Durante su segundo período presidencial estalló el primer gran escándalo en su contra: se comprobó que el Departamento Administrativo de Seguridad (DAS), el organismo estatal de inteligencia, espió a los magistrados encargados de investigar la relación entre Uribe y el paramilitarismo. También se comprobó que varios congresistas fueron sobornados para aprobar su proceso de reelección, el cual no existía en Colombia hasta entonces. Finalmente, aparecieron los casos de ejecuciones extrajudiciales, conocidos como “falsos positivos”, instaurados desde 2002 con el objetivo de incrementar fraudulentamente el número de bajas en combate.

Cuando terminó su presidencia, en 2010, y empezó su carrera como senador, Uribe se convirtió en el gran opositor del proceso de paz entre el gobierno y las FARC. Uribe acusó a su sucesor, Juan Manuel Santos, de ser benevolente con los guerrilleros. Criticó, especialmente, la creación de la Jurisdicción Especial para la Paz (JEP), un sistema de justicia transicional creado para juzgar los delitos cometidos en el marco del conflicto armado. El expresidente acusó a este tribunal de politizar la justicia y de tener lazos con la izquierda.

Las situación judicial de Uribe se complicó en 2011. Según una investigación de La Silla Vacía, el congresista Iván Cepeda presentó en la Fiscalía la declaración de dos ex paramilitares, Pablo Hernán Sierra y Juan Guillermo Monsalve —ex mayordomo de la finca de Uribe—, en la que afirmaban que el expresidente y su hermano Santiago habían participado en la fundación de las Autodefensas Unidas de Colombia. De inmediato, el expresidente acusó a Cepeda —hijo de Manuel Cepeda, un político asesinado por los paramilitares— de fabricar estos testimonios y pidió una investigación. Ocho años después, la Sala Penal de la Corte Suprema exoneró a Cepeda y anunció, a su vez, una investigación al expresidente por manipular la información.

Desde entonces, el hoy senador se declaró perseguido por las Corte Suprema, la JEP y la Fiscalía. La revista Semana reveló una llamada interceptada con unos de sus colaboradores en la que dijo: “Esta llamada la están escuchando esos hijueputas”. En 2018, se inició una investigación formal en su contra. Se supo que Diego Cadena, el abogado de Uribe, había presionado y sobornado a varios testigos que tenían pruebas contra el expresidente. El periodista Daniel Coronell ha documentado minuciosamente las acciones de Cadena y, en su columna de esta semana, presentó pruebas irrefutables de la manipulación de testigos y el fraude procesal.

La contundencia de las evidencias es tal que la corte decidió emitir una orden de arresto domiciliario en contra de Uribe. Esta es una medida preventiva para que el expresidente no huya del país ni intente obstruir la investigación. Mientras tanto, el proceso sigue su curso y la corte debe evaluar si hay aún más pruebas para llegar hasta una sentencia: Uribe no está protegido por el fuero presidencial pero sí por el de congresista. Cepeda, su gran opositor, dijo: “Es un momento importante en un proceso que empezó hace ocho años. Se han presentado todo tipo de pruebas en su contra pero se le deben seguir garantizando sus derechos”. Uribe está recluido en su inmensa hacienda, fuertemente protegido por su equipo de seguridad, y solo dijo que sentía una profunda tristeza por su esposa, familia y los colombianos que todavía lo respaldan.

# [INFORMACIÓN PROPORCIONADA]
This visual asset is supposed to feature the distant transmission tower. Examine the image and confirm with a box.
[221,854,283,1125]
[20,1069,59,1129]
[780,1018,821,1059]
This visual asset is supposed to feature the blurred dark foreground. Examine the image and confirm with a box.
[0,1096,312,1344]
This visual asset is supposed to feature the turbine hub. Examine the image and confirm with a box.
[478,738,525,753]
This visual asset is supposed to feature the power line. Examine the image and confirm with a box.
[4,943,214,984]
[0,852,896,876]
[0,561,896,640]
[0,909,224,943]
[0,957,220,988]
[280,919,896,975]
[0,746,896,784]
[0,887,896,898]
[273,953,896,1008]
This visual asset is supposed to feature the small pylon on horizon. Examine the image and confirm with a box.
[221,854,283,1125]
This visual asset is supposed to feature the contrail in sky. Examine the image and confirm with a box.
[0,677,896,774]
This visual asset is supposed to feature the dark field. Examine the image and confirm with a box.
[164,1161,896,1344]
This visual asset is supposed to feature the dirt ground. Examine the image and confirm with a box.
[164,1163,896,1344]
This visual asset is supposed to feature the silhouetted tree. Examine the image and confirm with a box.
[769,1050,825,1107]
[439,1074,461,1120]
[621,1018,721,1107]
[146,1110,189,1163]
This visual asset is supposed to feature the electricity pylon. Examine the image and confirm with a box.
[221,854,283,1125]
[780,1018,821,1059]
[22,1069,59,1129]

# [TRABAJO A REALIZAR]
1 – Indica si cada afirmación concuerda con el fragmento y cita las palabras de este que lo deciden: (a) la JEP es un sistema de justicia transicional para juzgar delitos del conflicto armado; (b) Juan Guillermo Monsalve había sido mayordomo de la finca de Uribe; (c) Uribe está protegido por el fuero presidencial.
2 – Vuelve a escribir sin cambios la parte del fragmento entre "Durante su segundo" y "bajas en combate.", ambas incluidas.
Los ítems no intervienen para nada en esto.

# [RESPUESTAS DEL EJERCICIO]
1 –
(a) Sí: "un sistema de justicia transicional creado para juzgar los delitos cometidos en el marco del conflicto armado".
(b) Sí: "Juan Guillermo Monsalve —ex mayordomo de la finca de Uribe—".
(c) No: "Uribe no está protegido por el fuero presidencial pero sí por el de congresista".

2 –
Durante su segundo período presidencial estalló el primer gran escándalo en su contra: se comprobó que el Departamento Administrativo de Seguridad (DAS), el organismo estatal de inteligencia, espió a los magistrados encargados de investigar la relación entre Uribe y el paramilitarismo. También se comprobó que varios congresistas fueron sobornados para aprobar su proceso de reelección, el cual no existía en Colombia hasta entonces. Finalmente, aparecieron los casos de ejecuciones extrajudiciales, conocidos como “falsos positivos”, instaurados desde 2002 con el objetivo de incrementar fraudulentamente el número de bajas en combate.